*Short exercise*. Print, exactly as given, each line of the data from the line containing "the window in the photo above." up to and including its last line.

*Entries supplied*.

+--

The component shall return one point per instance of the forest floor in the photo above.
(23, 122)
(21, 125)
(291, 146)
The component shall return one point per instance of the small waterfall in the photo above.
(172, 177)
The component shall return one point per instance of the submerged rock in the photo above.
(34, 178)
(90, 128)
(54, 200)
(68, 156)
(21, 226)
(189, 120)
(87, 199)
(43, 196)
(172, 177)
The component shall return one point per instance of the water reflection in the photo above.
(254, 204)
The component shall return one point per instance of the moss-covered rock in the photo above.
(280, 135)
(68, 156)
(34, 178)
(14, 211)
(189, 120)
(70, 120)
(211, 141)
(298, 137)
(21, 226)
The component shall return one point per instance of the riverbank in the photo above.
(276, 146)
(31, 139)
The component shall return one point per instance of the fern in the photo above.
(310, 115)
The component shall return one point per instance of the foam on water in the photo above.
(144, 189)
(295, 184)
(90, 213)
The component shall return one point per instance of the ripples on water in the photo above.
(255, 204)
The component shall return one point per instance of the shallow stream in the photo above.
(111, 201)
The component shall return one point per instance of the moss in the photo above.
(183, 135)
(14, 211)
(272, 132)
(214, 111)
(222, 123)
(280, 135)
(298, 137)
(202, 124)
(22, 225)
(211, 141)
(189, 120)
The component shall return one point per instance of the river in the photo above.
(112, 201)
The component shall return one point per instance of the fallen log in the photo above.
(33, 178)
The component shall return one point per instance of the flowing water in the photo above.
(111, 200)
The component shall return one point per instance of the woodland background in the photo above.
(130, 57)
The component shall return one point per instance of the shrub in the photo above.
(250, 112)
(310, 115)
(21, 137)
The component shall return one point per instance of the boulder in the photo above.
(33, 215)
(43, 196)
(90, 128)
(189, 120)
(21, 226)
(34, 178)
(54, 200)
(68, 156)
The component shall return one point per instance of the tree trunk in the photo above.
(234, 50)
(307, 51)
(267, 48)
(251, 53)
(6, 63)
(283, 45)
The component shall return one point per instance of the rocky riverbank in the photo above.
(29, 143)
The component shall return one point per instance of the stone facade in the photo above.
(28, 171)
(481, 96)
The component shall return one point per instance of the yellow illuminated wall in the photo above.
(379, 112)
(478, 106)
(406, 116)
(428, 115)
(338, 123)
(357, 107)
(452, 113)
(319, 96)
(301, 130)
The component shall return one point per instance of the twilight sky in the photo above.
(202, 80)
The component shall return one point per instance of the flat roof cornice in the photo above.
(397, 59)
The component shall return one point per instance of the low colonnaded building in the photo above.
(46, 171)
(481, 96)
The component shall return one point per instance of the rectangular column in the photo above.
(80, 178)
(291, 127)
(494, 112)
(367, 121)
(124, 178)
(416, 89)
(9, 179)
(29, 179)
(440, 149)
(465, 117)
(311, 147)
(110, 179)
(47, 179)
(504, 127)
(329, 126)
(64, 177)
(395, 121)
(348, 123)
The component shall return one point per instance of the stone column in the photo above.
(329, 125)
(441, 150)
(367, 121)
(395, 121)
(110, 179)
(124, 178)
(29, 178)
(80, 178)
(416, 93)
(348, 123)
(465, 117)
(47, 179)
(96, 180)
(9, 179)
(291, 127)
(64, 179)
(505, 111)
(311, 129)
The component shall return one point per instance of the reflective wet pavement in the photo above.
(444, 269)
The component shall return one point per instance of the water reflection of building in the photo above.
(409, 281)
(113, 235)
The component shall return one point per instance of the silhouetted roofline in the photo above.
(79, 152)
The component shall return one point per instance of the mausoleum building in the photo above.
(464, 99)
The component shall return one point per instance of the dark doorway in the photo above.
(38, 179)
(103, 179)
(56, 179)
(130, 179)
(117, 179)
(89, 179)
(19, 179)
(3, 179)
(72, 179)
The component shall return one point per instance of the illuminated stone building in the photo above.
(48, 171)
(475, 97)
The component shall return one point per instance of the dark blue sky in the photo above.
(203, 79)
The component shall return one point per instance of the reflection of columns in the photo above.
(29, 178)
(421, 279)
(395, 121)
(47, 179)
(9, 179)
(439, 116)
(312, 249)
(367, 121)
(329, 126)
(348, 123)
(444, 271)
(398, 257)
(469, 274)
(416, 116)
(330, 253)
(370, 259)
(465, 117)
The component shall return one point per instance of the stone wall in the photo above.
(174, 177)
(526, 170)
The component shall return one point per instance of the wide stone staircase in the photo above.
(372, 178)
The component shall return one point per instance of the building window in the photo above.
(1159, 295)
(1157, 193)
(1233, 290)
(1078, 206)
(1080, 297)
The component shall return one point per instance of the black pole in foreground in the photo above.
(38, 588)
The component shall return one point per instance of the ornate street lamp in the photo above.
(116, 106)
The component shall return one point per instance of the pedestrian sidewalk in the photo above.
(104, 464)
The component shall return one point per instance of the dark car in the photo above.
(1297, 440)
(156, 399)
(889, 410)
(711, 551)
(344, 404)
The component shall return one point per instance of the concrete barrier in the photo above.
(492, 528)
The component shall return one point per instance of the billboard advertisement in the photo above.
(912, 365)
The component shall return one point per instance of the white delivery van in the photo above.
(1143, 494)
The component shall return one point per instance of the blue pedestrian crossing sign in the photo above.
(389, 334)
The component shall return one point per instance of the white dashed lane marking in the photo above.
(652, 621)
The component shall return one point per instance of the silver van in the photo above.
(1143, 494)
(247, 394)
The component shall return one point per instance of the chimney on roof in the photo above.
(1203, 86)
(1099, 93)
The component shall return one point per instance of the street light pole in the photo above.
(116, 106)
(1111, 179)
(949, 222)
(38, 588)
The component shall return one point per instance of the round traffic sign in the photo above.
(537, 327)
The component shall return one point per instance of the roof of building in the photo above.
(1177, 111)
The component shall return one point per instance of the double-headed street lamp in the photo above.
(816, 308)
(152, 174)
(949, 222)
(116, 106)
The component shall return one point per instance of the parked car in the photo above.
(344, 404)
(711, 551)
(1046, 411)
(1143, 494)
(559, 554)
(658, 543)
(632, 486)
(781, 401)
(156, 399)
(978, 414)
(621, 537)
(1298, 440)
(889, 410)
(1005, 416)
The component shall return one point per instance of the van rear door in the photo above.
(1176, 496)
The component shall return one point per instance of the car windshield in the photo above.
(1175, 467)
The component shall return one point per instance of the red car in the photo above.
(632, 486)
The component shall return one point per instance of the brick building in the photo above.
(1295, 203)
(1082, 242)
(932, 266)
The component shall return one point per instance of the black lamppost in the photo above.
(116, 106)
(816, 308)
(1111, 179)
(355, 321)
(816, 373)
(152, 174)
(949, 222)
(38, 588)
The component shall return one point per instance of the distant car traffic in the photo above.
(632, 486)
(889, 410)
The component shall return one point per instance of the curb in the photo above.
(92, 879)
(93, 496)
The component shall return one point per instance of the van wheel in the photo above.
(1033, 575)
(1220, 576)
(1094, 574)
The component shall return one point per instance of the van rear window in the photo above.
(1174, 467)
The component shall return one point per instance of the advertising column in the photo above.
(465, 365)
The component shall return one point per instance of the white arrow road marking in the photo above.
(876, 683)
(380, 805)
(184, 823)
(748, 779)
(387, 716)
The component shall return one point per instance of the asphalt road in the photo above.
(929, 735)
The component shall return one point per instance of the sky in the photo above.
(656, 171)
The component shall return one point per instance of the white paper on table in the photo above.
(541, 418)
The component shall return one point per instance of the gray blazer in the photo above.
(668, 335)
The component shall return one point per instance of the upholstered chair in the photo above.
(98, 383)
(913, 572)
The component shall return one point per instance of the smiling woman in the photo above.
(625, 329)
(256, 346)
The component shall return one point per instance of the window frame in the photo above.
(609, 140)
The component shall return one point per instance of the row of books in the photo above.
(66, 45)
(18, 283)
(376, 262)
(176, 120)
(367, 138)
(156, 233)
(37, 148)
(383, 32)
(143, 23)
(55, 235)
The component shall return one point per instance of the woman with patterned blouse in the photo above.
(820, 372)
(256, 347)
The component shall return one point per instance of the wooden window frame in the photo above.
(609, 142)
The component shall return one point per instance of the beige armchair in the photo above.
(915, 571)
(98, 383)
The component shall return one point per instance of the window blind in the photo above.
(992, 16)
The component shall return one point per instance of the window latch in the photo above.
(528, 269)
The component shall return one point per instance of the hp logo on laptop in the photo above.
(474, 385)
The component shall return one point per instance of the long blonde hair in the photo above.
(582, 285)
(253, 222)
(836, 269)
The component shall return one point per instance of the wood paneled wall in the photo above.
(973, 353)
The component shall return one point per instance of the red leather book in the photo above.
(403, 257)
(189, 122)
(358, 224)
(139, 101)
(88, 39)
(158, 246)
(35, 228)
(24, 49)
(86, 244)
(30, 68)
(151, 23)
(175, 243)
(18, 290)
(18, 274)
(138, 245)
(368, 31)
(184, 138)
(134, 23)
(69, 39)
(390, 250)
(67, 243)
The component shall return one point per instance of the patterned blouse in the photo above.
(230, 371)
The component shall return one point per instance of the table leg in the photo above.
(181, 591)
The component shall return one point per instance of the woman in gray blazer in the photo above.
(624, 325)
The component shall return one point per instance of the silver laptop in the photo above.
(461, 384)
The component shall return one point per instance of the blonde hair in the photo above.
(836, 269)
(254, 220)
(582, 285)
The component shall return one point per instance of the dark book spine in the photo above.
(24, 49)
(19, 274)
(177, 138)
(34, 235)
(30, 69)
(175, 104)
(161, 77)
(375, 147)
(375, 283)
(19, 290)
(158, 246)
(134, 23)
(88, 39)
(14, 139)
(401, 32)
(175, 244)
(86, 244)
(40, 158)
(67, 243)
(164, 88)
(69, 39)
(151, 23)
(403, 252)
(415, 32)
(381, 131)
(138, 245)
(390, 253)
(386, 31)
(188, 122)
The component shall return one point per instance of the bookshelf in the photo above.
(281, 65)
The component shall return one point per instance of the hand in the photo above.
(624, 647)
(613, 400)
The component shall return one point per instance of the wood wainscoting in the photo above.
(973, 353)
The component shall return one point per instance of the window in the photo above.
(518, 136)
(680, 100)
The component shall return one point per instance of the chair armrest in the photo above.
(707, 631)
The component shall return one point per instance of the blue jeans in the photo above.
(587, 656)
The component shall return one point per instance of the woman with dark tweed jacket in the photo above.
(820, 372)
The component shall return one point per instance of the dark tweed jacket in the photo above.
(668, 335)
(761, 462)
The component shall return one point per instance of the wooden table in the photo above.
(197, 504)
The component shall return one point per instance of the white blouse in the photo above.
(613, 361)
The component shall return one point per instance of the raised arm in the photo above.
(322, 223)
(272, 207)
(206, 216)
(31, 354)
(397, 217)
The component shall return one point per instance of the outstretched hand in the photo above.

+--

*Written answer*.
The component shall return one point per instance of the window in the photo above.
(518, 136)
(680, 100)
The component shall return one point per instance of the chair armrest in the photo above.
(707, 631)
The component shall return one point per instance of the blue jeans in the photo above.
(587, 656)
The component shall return one point per instance of the woman with dark tweed jacket in the photo above.
(820, 372)
The component shall return one point per instance of the dark tweed jacket in the photo above.
(668, 335)
(761, 462)
The component shall return one point per instance of the wooden table in the photo above.
(197, 504)
The component shall return one point per instance of the white blouse in the photo above.
(613, 361)
The component shall return one point per instance of the raised arm in the photo above.
(322, 223)
(272, 207)
(206, 216)
(31, 354)
(397, 217)
The component shall return one point per instance of the outstretched hand in the photo above.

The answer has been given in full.